== Supplied information
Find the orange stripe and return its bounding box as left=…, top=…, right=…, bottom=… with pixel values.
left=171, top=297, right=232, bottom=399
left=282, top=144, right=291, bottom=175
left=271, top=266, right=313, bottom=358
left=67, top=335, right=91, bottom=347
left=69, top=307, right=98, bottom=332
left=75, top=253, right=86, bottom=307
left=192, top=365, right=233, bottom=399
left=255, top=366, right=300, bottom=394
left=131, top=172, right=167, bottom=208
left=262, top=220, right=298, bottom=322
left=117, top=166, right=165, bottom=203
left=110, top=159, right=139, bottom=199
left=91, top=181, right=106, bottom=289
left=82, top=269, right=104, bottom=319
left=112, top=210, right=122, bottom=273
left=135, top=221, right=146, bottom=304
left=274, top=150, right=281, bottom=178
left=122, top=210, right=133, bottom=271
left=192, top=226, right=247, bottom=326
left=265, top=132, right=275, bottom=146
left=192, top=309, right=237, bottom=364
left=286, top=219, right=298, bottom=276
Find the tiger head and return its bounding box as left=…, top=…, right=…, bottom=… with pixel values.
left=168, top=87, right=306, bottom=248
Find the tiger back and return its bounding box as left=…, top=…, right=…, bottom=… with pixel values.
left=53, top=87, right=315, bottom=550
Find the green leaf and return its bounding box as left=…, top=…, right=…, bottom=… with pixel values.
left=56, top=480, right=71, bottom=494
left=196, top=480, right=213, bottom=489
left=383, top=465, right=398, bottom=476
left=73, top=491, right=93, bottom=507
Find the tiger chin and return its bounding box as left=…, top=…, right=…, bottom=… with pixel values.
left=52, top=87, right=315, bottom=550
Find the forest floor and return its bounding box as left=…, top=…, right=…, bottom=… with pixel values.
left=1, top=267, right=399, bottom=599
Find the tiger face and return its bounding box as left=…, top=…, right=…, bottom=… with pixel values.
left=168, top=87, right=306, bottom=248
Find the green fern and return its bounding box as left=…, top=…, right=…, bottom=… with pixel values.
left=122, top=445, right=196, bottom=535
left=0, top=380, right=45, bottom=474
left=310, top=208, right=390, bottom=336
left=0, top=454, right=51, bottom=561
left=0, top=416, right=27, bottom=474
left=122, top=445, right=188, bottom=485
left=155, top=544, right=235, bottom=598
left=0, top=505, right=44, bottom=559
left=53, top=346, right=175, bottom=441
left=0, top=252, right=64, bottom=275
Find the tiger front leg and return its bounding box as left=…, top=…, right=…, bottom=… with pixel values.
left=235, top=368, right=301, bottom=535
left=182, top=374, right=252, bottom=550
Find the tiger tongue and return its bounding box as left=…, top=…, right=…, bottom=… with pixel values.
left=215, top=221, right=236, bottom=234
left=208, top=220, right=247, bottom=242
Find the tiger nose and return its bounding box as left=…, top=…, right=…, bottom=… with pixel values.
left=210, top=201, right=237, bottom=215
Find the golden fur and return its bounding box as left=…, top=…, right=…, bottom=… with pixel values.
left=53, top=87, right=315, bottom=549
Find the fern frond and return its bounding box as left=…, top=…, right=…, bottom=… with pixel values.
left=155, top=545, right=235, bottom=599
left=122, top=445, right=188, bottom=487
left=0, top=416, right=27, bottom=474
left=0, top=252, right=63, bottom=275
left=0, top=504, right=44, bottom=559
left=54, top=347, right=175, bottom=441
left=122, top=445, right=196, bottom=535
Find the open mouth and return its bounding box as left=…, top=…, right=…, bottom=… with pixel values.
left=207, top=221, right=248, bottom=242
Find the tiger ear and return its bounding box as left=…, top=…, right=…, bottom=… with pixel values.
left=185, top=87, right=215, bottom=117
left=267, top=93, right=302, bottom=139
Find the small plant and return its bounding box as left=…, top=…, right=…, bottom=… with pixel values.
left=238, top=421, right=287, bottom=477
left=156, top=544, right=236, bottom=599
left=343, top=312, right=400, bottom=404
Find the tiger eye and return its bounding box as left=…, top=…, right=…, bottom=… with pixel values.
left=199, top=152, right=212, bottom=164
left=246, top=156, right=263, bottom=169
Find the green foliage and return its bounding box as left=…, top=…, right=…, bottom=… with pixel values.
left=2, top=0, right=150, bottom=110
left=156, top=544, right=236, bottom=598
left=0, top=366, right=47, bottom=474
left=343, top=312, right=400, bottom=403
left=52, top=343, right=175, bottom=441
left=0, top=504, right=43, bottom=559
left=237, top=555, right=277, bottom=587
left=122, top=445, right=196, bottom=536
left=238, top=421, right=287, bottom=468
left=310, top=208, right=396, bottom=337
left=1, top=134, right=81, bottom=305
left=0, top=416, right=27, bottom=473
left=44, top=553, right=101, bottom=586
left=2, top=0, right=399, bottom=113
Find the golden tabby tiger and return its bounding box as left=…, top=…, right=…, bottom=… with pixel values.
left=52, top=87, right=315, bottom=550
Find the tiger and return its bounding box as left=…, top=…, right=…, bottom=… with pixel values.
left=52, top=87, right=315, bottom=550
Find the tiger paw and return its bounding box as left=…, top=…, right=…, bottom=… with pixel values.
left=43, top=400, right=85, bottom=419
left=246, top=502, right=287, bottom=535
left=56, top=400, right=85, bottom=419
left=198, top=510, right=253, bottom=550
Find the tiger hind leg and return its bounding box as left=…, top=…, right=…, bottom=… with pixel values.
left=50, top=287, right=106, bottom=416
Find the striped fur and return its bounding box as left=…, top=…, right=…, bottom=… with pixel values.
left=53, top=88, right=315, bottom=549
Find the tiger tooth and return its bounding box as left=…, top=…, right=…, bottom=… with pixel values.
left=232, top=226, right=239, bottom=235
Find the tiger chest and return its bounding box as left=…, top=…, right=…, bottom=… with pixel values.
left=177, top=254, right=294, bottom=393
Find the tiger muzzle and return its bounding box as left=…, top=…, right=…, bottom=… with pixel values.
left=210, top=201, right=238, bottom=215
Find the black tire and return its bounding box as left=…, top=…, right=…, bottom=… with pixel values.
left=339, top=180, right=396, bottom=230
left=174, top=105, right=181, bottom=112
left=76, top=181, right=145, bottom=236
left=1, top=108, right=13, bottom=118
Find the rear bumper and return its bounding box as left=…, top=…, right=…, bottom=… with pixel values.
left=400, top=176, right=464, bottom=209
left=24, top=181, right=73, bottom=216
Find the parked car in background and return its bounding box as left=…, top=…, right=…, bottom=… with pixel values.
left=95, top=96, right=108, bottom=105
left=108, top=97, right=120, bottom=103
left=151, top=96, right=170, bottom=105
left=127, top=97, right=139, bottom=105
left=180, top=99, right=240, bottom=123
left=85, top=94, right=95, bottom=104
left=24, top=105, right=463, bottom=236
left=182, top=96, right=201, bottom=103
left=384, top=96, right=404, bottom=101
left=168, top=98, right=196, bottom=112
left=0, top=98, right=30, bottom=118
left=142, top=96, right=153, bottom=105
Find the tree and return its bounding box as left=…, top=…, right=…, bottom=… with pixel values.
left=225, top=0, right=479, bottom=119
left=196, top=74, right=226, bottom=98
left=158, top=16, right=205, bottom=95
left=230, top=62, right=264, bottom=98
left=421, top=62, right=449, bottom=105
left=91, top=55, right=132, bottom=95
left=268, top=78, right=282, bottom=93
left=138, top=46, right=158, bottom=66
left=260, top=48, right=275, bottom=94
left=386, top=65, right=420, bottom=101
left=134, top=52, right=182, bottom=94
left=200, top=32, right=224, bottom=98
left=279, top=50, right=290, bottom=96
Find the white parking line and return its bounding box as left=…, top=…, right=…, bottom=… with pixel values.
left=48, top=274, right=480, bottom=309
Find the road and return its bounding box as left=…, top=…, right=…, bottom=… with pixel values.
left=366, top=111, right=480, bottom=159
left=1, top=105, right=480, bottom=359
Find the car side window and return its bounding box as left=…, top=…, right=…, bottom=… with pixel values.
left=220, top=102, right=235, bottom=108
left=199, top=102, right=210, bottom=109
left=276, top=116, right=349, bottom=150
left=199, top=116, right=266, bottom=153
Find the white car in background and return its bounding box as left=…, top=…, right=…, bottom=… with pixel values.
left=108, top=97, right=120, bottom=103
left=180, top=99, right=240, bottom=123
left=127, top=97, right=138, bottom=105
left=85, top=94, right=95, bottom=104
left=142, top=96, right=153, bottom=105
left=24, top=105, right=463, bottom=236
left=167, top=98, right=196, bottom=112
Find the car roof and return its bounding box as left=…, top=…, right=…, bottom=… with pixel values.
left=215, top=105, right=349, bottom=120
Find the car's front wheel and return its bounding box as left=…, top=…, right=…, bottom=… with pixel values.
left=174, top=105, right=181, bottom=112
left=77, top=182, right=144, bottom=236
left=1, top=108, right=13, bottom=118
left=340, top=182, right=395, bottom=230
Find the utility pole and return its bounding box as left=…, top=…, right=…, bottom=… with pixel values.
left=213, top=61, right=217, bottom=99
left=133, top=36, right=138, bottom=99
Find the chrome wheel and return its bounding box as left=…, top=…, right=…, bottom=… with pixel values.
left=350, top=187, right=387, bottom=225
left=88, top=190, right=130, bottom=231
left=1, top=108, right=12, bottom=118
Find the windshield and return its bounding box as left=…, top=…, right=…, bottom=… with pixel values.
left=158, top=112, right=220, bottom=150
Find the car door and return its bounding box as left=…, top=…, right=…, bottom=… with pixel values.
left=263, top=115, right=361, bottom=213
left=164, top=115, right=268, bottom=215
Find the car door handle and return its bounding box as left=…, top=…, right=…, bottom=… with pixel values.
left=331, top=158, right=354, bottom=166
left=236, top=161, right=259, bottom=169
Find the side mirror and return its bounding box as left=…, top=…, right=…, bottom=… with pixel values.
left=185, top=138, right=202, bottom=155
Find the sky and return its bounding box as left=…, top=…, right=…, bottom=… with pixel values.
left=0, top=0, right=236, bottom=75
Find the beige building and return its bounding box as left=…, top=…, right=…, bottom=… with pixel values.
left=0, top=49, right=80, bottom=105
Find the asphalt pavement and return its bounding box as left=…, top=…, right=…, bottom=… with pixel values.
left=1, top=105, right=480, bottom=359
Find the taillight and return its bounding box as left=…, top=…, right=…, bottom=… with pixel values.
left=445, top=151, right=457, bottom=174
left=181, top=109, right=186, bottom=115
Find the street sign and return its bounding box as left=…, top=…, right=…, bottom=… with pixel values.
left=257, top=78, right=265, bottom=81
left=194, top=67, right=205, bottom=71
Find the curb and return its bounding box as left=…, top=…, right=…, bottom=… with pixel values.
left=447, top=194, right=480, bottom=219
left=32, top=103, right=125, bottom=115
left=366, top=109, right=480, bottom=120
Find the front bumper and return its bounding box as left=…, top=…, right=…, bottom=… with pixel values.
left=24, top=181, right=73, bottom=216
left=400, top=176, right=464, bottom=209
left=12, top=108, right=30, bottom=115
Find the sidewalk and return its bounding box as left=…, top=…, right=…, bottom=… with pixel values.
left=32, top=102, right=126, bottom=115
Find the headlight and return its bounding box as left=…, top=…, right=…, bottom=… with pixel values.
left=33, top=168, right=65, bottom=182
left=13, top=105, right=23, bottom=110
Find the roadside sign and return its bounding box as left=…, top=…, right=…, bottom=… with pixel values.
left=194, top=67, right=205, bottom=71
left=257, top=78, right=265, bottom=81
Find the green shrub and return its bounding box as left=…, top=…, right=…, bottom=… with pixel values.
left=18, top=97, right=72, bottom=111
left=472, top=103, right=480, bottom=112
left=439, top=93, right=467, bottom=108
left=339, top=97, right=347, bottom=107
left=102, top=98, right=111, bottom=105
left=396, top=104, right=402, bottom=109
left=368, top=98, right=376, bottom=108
====
• _Task instructions_
Beginning at the line with "Find the asphalt", write out each line exactly as it stands until the listing ends, and add nothing.

• _Response area_
Find the asphalt pavement and return its bounding box as left=…, top=…, right=…, bottom=… with pixel values.
left=1, top=105, right=480, bottom=359
Find the taillight and return its bounding box as left=…, top=…, right=…, bottom=… with pixel values.
left=445, top=151, right=457, bottom=174
left=181, top=109, right=186, bottom=115
Find the street sign and return its bounding box as left=…, top=…, right=…, bottom=… with pixel values.
left=257, top=78, right=265, bottom=81
left=194, top=67, right=205, bottom=71
Find the curb and return its bounding box as left=…, top=…, right=…, bottom=… with pixel values.
left=447, top=194, right=480, bottom=219
left=32, top=103, right=125, bottom=115
left=366, top=109, right=480, bottom=120
Find the front bumper and return its bounding box as left=…, top=…, right=…, bottom=… with pixel values.
left=24, top=181, right=73, bottom=216
left=400, top=176, right=464, bottom=209
left=12, top=108, right=30, bottom=115
Find the sidewalk and return its bounding box as left=…, top=…, right=…, bottom=… with pixel values.
left=32, top=102, right=126, bottom=115
Find the headlight and return its bounding box as left=…, top=…, right=…, bottom=… with pixel values.
left=33, top=168, right=65, bottom=182
left=13, top=105, right=23, bottom=110
Find the roadside sign and return its bounding box as left=…, top=…, right=…, bottom=… with pixel values.
left=194, top=67, right=205, bottom=71
left=257, top=78, right=265, bottom=81
Find the green shrub and return its bounding box as left=…, top=…, right=…, bottom=… with pixel values.
left=18, top=97, right=72, bottom=111
left=472, top=103, right=480, bottom=112
left=439, top=93, right=467, bottom=108
left=339, top=97, right=347, bottom=107
left=102, top=98, right=111, bottom=105
left=396, top=104, right=402, bottom=109
left=368, top=98, right=376, bottom=108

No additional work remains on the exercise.